Collection entries
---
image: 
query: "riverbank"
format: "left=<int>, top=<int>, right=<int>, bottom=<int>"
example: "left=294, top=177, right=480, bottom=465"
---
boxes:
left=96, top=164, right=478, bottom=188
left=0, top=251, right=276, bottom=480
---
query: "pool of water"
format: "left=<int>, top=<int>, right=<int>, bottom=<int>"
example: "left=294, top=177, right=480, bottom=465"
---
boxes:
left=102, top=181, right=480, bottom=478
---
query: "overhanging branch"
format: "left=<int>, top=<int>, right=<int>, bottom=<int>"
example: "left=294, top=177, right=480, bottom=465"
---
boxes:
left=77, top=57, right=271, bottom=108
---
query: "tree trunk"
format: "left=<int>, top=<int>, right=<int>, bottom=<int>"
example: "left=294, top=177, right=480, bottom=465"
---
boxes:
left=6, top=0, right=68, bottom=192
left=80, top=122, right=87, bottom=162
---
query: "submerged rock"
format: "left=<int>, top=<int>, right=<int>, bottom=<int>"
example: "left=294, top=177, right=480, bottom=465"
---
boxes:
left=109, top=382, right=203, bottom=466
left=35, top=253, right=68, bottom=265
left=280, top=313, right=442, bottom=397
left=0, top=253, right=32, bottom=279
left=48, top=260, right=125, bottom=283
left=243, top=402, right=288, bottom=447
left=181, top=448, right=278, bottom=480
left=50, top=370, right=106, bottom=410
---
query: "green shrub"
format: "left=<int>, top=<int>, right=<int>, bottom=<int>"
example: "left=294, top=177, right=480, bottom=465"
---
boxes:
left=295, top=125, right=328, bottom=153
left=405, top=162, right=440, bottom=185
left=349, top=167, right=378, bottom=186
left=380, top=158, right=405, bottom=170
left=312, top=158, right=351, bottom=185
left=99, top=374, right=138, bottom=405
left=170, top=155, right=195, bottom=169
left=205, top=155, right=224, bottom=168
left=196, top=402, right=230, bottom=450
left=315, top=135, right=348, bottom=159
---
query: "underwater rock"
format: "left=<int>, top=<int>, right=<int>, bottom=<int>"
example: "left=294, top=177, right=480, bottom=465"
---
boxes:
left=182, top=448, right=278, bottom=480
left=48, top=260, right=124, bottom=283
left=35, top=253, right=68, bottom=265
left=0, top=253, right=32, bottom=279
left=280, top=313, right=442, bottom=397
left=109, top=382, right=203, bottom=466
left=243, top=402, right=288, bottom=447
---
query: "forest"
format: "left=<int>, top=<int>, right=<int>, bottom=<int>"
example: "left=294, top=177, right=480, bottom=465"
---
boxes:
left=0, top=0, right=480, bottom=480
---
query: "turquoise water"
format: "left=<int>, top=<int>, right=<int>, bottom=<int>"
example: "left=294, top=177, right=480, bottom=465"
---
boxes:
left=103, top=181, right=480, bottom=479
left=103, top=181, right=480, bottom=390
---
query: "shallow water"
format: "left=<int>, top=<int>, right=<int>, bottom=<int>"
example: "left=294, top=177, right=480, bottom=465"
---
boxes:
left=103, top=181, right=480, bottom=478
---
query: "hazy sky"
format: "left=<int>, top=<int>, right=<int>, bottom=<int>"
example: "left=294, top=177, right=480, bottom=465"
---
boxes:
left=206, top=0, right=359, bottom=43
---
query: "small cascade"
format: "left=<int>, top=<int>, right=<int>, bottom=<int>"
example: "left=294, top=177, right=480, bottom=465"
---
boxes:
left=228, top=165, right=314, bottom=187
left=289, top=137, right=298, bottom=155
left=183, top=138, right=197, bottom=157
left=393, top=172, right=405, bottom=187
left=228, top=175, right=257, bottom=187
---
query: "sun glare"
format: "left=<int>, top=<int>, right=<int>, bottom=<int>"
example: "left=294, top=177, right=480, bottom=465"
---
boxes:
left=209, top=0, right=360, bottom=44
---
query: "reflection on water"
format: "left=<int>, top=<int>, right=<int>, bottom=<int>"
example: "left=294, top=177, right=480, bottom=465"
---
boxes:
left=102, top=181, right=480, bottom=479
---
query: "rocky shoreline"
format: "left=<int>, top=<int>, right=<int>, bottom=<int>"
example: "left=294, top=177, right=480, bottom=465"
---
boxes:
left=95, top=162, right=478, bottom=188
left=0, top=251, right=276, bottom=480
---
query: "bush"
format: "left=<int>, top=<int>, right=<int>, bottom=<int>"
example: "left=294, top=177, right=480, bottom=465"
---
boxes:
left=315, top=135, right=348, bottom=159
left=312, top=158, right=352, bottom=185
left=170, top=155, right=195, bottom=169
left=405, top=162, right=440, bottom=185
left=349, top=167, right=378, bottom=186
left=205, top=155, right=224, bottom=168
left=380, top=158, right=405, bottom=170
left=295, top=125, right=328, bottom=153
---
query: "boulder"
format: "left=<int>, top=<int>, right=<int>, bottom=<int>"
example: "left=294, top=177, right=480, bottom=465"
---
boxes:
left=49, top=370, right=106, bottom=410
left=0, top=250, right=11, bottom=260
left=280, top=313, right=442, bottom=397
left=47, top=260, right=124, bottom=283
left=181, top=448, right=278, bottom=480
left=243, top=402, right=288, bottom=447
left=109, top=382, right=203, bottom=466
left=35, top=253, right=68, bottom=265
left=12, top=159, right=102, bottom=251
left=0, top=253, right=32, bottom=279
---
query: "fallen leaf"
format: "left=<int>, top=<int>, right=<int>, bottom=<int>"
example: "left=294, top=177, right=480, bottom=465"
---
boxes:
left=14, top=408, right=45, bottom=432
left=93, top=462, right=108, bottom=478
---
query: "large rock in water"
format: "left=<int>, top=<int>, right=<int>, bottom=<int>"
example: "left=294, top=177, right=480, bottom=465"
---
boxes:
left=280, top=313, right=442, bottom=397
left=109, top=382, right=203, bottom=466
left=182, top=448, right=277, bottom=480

### [WHAT TO DO]
Change "overhanging branch" to "low-hanging branch" wherever it occurs in the items above, then give all the lines again with nothing else altered.

### [ANSWER BELOW]
---
image: 
query: "riverbank"
format: "left=<int>, top=<int>, right=<int>, bottom=<int>"
example: "left=294, top=177, right=480, bottom=465"
---
boxes:
left=96, top=164, right=478, bottom=188
left=0, top=251, right=276, bottom=480
---
query: "pool of water"
format: "left=<int>, top=<int>, right=<int>, bottom=<int>"
example: "left=294, top=177, right=480, bottom=465"
---
boxes:
left=102, top=181, right=480, bottom=478
---
query: "low-hanging branch"
format: "left=<int>, top=<int>, right=<int>, bottom=<int>"
example: "left=294, top=177, right=480, bottom=465"
---
boxes:
left=77, top=57, right=271, bottom=108
---
query: "tree trunk"
format: "left=<int>, top=<int>, right=<int>, bottom=<int>"
example: "left=294, top=177, right=480, bottom=465"
---
boxes:
left=6, top=0, right=68, bottom=192
left=80, top=122, right=87, bottom=162
---
query: "submerged rock"
format: "left=<int>, top=<int>, right=<int>, bottom=<int>"
example: "left=294, top=177, right=480, bottom=465"
---
boxes:
left=109, top=382, right=203, bottom=466
left=35, top=253, right=68, bottom=265
left=280, top=313, right=442, bottom=397
left=0, top=253, right=32, bottom=279
left=48, top=260, right=125, bottom=283
left=243, top=402, right=288, bottom=447
left=181, top=448, right=278, bottom=480
left=50, top=370, right=106, bottom=410
---
query: "green shrub"
format: "left=<int>, top=<int>, right=<int>, bottom=<int>"
example: "left=294, top=177, right=480, bottom=465"
---
boxes:
left=295, top=125, right=328, bottom=153
left=405, top=162, right=440, bottom=185
left=349, top=167, right=378, bottom=186
left=380, top=158, right=405, bottom=170
left=312, top=158, right=351, bottom=185
left=99, top=374, right=138, bottom=405
left=170, top=155, right=195, bottom=169
left=205, top=155, right=224, bottom=168
left=196, top=402, right=230, bottom=450
left=315, top=135, right=348, bottom=159
---
query: "underwater rock"
format: "left=<int>, top=<int>, right=<int>, bottom=<int>"
example: "left=294, top=177, right=480, bottom=465"
---
boxes:
left=182, top=448, right=278, bottom=480
left=48, top=260, right=124, bottom=283
left=35, top=253, right=68, bottom=265
left=0, top=253, right=32, bottom=279
left=280, top=313, right=442, bottom=397
left=109, top=382, right=203, bottom=466
left=243, top=402, right=288, bottom=447
---
query: "forest"
format: "left=<int>, top=<int>, right=<int>, bottom=<int>"
example: "left=294, top=177, right=480, bottom=465"
---
boxes:
left=0, top=0, right=480, bottom=480
---
query: "turquoise water"
format: "left=<int>, top=<int>, right=<int>, bottom=<int>"
example: "left=294, top=177, right=480, bottom=465"
---
boxes:
left=103, top=181, right=480, bottom=479
left=103, top=181, right=480, bottom=390
---
query: "shallow water"
format: "left=<int>, top=<int>, right=<int>, bottom=<int>"
example: "left=294, top=177, right=480, bottom=465"
---
boxes:
left=103, top=181, right=480, bottom=478
---
query: "hazy sky"
format: "left=<int>, top=<int>, right=<int>, bottom=<int>"
example: "left=294, top=177, right=480, bottom=465"
---
boxes:
left=206, top=0, right=359, bottom=43
---
query: "small cascade"
format: "left=<int>, top=<int>, right=<int>, bottom=<int>"
example: "left=294, top=177, right=480, bottom=465"
---
boxes:
left=228, top=165, right=314, bottom=187
left=289, top=137, right=298, bottom=155
left=183, top=138, right=197, bottom=157
left=393, top=172, right=405, bottom=187
left=228, top=175, right=257, bottom=187
---
query: "sun glare"
format: "left=<int>, top=<int>, right=<int>, bottom=<int>"
example: "left=294, top=177, right=480, bottom=465"
---
boxes:
left=209, top=0, right=360, bottom=44
---
query: "reflection on water"
format: "left=<int>, top=<int>, right=<int>, bottom=<int>"
example: "left=294, top=177, right=480, bottom=465"
---
boxes:
left=102, top=181, right=480, bottom=479
---
query: "rocky shoreline"
format: "left=<int>, top=<int>, right=<int>, bottom=<int>"
example: "left=294, top=177, right=480, bottom=465"
---
boxes:
left=95, top=162, right=478, bottom=188
left=0, top=251, right=276, bottom=480
---
query: "bush"
format: "left=<int>, top=<int>, right=<int>, bottom=<int>"
example: "left=294, top=177, right=480, bottom=465"
---
boxes:
left=315, top=135, right=348, bottom=159
left=312, top=158, right=352, bottom=185
left=170, top=155, right=195, bottom=169
left=405, top=162, right=440, bottom=185
left=349, top=167, right=378, bottom=186
left=205, top=155, right=224, bottom=168
left=380, top=158, right=405, bottom=170
left=295, top=125, right=328, bottom=153
---
query: "boulder"
format: "left=<int>, top=<int>, right=<int>, bottom=<int>"
example: "left=294, top=177, right=480, bottom=465"
---
boxes:
left=49, top=370, right=106, bottom=410
left=0, top=250, right=11, bottom=260
left=280, top=313, right=442, bottom=397
left=47, top=260, right=124, bottom=283
left=181, top=448, right=278, bottom=480
left=243, top=402, right=288, bottom=447
left=109, top=382, right=203, bottom=466
left=35, top=253, right=68, bottom=265
left=12, top=159, right=102, bottom=251
left=0, top=253, right=32, bottom=279
---
query: "fallen leaf"
format: "left=<int>, top=<int>, right=<int>, bottom=<int>"
example: "left=294, top=177, right=480, bottom=465"
---
boxes:
left=14, top=408, right=45, bottom=432
left=93, top=462, right=108, bottom=478
---
query: "large rock in water"
format: "left=<int>, top=<int>, right=<int>, bottom=<int>"
example: "left=294, top=177, right=480, bottom=465"
---
boxes:
left=280, top=313, right=442, bottom=397
left=109, top=382, right=203, bottom=466
left=182, top=448, right=277, bottom=480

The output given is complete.